> **WORK TO DO**
Count the lines in the entries below that contain the string "arch", treating uppercase and lowercase as different, and give only that number.

—————

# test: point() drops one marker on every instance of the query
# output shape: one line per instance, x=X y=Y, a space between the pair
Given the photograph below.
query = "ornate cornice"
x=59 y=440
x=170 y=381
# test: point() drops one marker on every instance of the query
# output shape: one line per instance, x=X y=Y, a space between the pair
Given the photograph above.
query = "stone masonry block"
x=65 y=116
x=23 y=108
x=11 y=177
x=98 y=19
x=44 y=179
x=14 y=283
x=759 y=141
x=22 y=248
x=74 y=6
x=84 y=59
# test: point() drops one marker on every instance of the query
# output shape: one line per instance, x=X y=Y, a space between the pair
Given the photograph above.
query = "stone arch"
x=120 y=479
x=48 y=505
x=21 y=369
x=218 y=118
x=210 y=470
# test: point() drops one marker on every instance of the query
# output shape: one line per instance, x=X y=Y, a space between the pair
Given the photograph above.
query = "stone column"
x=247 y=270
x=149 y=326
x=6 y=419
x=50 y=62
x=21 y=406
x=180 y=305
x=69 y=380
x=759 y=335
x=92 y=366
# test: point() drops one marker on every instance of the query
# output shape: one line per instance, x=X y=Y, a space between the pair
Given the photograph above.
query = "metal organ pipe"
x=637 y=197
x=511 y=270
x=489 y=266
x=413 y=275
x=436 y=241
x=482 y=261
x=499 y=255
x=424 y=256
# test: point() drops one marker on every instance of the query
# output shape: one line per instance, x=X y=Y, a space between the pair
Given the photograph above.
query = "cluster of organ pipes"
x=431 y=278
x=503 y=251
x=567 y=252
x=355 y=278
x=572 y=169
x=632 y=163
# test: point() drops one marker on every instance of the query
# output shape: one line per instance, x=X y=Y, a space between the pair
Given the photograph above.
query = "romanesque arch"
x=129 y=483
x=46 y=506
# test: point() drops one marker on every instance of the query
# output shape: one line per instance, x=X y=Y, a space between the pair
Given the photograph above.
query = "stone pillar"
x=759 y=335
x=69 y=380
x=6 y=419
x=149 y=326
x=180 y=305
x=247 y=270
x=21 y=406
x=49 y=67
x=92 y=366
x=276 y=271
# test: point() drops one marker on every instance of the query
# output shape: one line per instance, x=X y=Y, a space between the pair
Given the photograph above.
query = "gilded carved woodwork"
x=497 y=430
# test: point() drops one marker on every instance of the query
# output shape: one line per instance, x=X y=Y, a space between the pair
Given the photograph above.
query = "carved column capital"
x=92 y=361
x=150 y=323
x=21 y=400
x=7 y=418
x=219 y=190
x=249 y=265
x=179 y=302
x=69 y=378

—————

> **COMPLETE OUTPUT**
2